Work to complete: Say how many of the lines below include the word "pointer", and write nothing else.

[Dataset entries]
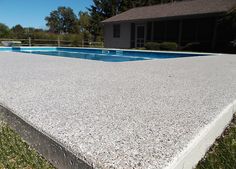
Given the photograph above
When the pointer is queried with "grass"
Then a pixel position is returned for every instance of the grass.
(16, 154)
(222, 154)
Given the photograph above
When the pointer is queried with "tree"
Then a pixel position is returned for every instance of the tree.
(18, 31)
(62, 20)
(4, 31)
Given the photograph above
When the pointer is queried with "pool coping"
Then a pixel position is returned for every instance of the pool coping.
(129, 50)
(196, 149)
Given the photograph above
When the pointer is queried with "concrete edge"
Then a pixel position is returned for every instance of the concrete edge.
(52, 151)
(197, 149)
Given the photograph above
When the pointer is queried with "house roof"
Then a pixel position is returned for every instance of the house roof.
(175, 9)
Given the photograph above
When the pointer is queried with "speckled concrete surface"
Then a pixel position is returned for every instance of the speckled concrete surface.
(118, 115)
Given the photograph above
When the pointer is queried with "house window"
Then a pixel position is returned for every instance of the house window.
(116, 30)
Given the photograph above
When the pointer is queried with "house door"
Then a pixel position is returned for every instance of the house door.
(140, 36)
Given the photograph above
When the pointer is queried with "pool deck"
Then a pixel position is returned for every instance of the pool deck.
(129, 115)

Problem solution: 9